== RECORD EXTRACTS ==
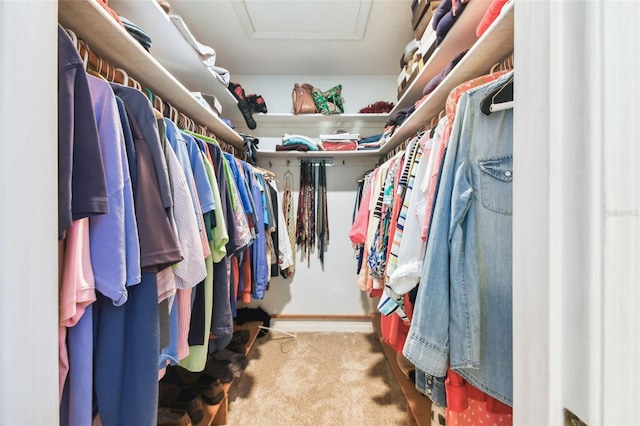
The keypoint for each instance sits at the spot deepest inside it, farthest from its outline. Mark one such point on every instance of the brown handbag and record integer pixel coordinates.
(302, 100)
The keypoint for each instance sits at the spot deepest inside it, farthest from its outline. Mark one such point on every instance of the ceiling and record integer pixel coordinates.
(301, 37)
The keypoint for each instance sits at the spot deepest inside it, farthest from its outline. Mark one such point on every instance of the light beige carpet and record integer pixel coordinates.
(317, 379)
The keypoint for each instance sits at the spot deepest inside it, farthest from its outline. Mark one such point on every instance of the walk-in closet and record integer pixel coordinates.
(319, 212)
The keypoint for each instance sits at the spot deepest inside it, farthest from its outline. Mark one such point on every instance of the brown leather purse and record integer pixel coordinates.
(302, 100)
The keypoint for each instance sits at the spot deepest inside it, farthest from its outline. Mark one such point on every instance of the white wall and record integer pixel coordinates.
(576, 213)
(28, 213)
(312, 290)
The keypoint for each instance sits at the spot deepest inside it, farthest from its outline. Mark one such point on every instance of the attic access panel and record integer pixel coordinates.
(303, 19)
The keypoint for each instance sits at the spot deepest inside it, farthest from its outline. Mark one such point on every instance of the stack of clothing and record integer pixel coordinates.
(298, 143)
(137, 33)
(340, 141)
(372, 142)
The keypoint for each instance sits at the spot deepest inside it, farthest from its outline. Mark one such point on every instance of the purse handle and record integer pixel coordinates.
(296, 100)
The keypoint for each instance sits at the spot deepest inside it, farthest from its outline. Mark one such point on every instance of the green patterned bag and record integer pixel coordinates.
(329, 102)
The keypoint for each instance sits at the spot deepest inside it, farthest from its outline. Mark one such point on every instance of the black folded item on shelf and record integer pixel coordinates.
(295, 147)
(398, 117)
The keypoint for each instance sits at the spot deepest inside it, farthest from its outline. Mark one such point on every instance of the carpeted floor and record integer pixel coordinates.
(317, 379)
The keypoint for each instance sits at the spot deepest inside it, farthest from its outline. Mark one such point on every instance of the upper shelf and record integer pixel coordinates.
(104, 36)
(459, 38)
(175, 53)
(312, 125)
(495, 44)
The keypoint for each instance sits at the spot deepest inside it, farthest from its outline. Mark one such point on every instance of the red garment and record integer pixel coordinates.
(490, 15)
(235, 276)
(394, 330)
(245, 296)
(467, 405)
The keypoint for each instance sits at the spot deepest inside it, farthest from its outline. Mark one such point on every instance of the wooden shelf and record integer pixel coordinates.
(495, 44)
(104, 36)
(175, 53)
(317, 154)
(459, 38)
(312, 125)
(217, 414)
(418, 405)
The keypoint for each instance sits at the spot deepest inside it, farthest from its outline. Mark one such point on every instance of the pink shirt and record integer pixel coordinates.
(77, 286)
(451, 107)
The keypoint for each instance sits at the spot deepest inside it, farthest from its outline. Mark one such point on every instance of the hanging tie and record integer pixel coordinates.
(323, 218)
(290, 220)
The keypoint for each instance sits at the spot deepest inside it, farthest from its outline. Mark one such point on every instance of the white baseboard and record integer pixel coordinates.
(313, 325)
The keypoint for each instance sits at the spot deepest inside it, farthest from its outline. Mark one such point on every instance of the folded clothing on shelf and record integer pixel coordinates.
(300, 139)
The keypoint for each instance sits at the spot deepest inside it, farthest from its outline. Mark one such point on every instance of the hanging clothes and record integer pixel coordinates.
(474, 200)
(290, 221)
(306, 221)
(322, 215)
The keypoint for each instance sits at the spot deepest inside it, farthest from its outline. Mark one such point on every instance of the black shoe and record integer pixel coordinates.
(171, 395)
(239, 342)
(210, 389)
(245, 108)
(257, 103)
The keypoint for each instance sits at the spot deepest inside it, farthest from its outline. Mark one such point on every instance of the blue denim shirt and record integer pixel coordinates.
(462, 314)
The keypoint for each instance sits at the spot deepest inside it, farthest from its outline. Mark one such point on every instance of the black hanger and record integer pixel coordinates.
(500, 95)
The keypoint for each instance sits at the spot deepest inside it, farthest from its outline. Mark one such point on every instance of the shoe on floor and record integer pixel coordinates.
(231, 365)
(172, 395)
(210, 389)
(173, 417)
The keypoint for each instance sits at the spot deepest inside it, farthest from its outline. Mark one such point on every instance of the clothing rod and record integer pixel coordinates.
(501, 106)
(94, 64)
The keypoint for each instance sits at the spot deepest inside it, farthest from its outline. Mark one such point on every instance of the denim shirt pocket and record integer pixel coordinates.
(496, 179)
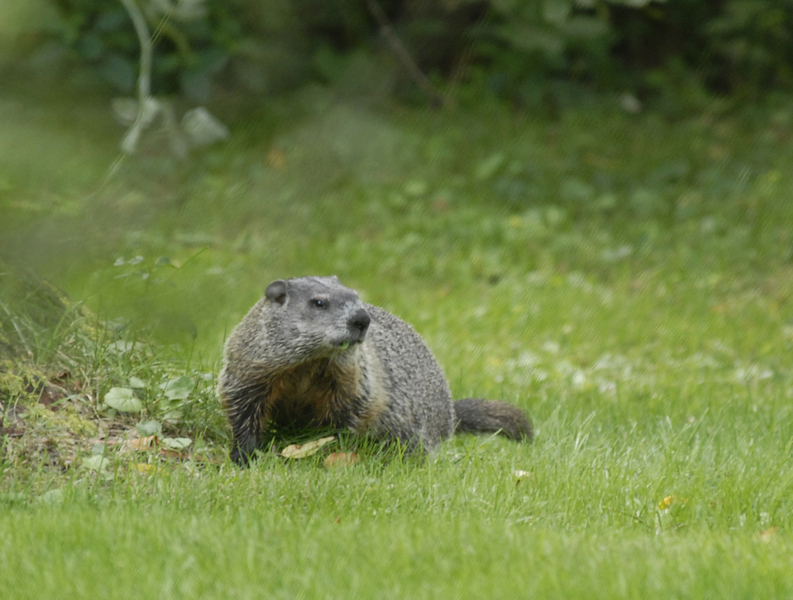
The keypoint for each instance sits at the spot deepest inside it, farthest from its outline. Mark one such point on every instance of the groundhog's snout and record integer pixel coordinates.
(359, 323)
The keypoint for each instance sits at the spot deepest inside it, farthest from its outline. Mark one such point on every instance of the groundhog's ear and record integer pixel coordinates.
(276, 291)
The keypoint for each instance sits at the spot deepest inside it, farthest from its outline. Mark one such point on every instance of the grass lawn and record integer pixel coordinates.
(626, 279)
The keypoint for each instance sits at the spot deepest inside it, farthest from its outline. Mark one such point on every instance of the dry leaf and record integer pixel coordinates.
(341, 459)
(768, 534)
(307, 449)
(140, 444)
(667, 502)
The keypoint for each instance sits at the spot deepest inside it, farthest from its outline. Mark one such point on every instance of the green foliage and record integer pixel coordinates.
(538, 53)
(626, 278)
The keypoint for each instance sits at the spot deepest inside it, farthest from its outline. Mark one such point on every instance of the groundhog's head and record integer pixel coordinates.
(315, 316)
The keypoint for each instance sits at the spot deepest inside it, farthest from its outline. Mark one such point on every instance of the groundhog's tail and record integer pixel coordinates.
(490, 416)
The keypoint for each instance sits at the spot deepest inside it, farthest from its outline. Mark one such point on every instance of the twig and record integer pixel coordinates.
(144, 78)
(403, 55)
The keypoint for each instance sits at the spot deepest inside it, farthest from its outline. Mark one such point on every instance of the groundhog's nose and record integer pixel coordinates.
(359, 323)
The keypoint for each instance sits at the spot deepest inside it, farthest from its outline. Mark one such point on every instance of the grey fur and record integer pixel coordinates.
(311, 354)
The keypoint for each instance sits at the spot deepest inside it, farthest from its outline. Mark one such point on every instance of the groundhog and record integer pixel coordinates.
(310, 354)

== WHAT YOU ARE ASKED TO DO ==
Pictures are to be left out; the records above must be repeated word for word.

== FINISHED ANSWER ==
The keypoint for each instance sits at the spot deepest inside it, farthest from its outline. Mark one such point on every instance of the brown handbag and record integer pixel coordinates.
(302, 100)
The keypoint for each instance sits at the spot deepest inside it, farthest from its outline. Mark one such point on every instance of the ceiling and record integer pixel coordinates.
(301, 37)
The keypoint for each instance sits at the spot deepest inside it, farthest from its outline. Mark one such point on every instance of the light beige carpet and record integer pixel coordinates.
(317, 379)
The keypoint for each instance sits at the spot deepest inside it, farthest from its outline. Mark one such point on every instance of the walk-in closet and record integer pixel coordinates.
(319, 212)
The keypoint for each instance sits at the spot deepest inside it, farthest from its outline. Mark one such point on every instance of the brown leather purse and record integer pixel coordinates.
(302, 100)
The keypoint for each instance sits at the spot deepest inside it, farthest from its outline. Mark one such point on every instance of the white wall and record integer pixel coordinates.
(576, 213)
(28, 213)
(312, 290)
The keypoint for each instance sits at the spot deepest inside it, farthest from its outline. Mark one such point on every instance of the attic access panel and record integer pixel coordinates.
(303, 19)
The keypoint for each instance sits at the spot deepest inside it, farthest from its outline. Mark one such point on every instance of the stack of clothing and record integer pixel coordinates.
(298, 143)
(137, 33)
(340, 141)
(372, 142)
The keypoint for each instance sits at the spot deepest inside it, farthest from its outline. Mark one such point on every instance of the purse handle and record integer pixel coordinates.
(296, 100)
The keypoint for each instance sits at the spot deepest inside it, farthest from its outline. Mark one such point on every instance of the green patterned bag and record integer pixel coordinates.
(329, 102)
The keypoint for each instance sits at the spot deepest inside it, farthest from its outline. Mark one such point on every instance of the black folded item on shelf and record integer pixel coordinates.
(295, 147)
(398, 117)
The keypoint for each instance sits at the spot deepest inside it, farthest from its outline. Mark one such point on every instance of the carpeted floor and record integer pixel coordinates.
(317, 379)
The keypoint for each instance sits at the spot deepest inside it, farthest from its outline. Mark one such point on every instance of the upper shelf and record integer pixel coordinates.
(104, 36)
(459, 38)
(175, 53)
(312, 125)
(495, 44)
The keypoint for each instance sits at the spot deepest inside it, farthest from its outline. Mark one such point on every instance of the red garment and record integer pixel coordinates.
(490, 15)
(235, 276)
(394, 330)
(245, 296)
(467, 405)
The keypoint for each instance sits at the spot deepest inside it, farthest from its outline. Mark one such point on every instance of the wooden shelf and record integer pixel coordinates.
(495, 44)
(104, 36)
(175, 53)
(317, 154)
(459, 38)
(312, 125)
(217, 414)
(418, 405)
The keypoint for each instance sits at the spot deepest inside it, farthest from its outline. Mark one such point on every instance of the pink shirt and record integer pixel coordinates.
(77, 286)
(451, 107)
The keypoint for each instance sits at the spot deepest inside it, farthest from its outline. Mark one such point on every instance of the hanging tie and record integer pixel coordinates.
(323, 218)
(290, 220)
The keypoint for each instance sits at the spot deepest inside it, farthest from its outline. Mark one such point on every instance of the white baseboard and record integer pixel coordinates.
(313, 325)
The keypoint for each instance sits at the spot deepest inside it, farthest from its outline. Mark one such point on every instance of the folded clothing on shelf and record integer pixel coordinates.
(300, 139)
The keypoint for each instance sits at the spot deepest inside it, farthest from its outline. Mark one such point on every instance of the hanging clothes and record integer pixel coordinates.
(474, 200)
(290, 221)
(306, 221)
(322, 215)
The keypoint for each instance sits at the spot deepest inside it, farthest from its outline. Mark one such point on every instance of the black shoe and record integer pixel coordinates.
(171, 395)
(239, 342)
(210, 389)
(245, 108)
(257, 103)
The keypoint for each instance sits at the spot deepest inside it, farthest from its outline. Mark one such point on every instance of the blue denim shirt and record integer pixel coordinates.
(462, 314)
The keypoint for each instance sits at the spot deepest inside it, farthest from its outline. Mark one such point on every instance of the black hanger and record integer pixel coordinates.
(500, 95)
The keypoint for each instance sits at the spot deepest inside it, farthest from its outline. Mark one such point on every instance of the shoe on floor and record integer pixel coordinates.
(231, 365)
(172, 395)
(210, 389)
(173, 417)
The keypoint for each instance sits at the spot deepest inside it, farthest from its outline. Mark one such point on every instance of the clothing rod and record integer pixel coordinates.
(501, 106)
(94, 64)
The keypoint for each instance sits at the spot deepest inside it, farthest from its outline. Mark one such point on every instance of the denim shirt pocket and record integer pixel coordinates.
(496, 179)
The keypoint for each instance sits at the spot deepest inside it, farthest from its outline. Mark one such point on every instance of the groundhog's snout and record integer pixel coordinates.
(359, 323)
The keypoint for each instance sits at the spot deepest inside it, farthest from its outline. Mark one such point on every instance of the groundhog's ear and record integer pixel coordinates.
(276, 291)
The keypoint for each instance sits at the spot deepest inside it, farthest from its outline. Mark one such point on every instance of the grass lawn and record integer pixel coordinates.
(626, 279)
The keypoint for each instance sits at the spot deepest inside it, farthest from its outline. Mark one such point on every instance of the dry leaf and record integer pixel coordinates.
(341, 459)
(768, 534)
(307, 449)
(140, 444)
(667, 502)
The keypoint for each instance sits at the spot deepest inside it, farthest from its outline. Mark one such point on every instance of the green foliage and record integer pixel coordinates.
(538, 53)
(626, 278)
The keypoint for each instance sits at the spot deepest inside it, farthest from its outline. Mark one such point on every instance of the groundhog's head and record integer pixel coordinates.
(315, 316)
The keypoint for each instance sits at the spot deepest inside it, farthest from its outline. Mark one such point on every instance of the groundhog's tail and record integer pixel coordinates.
(490, 416)
The keypoint for each instance sits at the spot deepest inside it, farthest from its outline. Mark one such point on every instance of the twig and record integer pixel coordinates.
(144, 78)
(403, 55)
The keypoint for each instance sits at the spot deepest inside it, farthest from its outline. Mark one such point on every instance of the groundhog's nose and record integer pixel coordinates.
(359, 323)
The keypoint for each instance sits at the spot deepest inside it, farthest from its outline. Mark one such point on every instance of the grey fur and record integer pixel coordinates.
(311, 354)
The keypoint for each instance sits at the spot deepest inside it, farthest from its outline. Mark one such point on every instance of the groundhog and record integer pixel coordinates.
(310, 354)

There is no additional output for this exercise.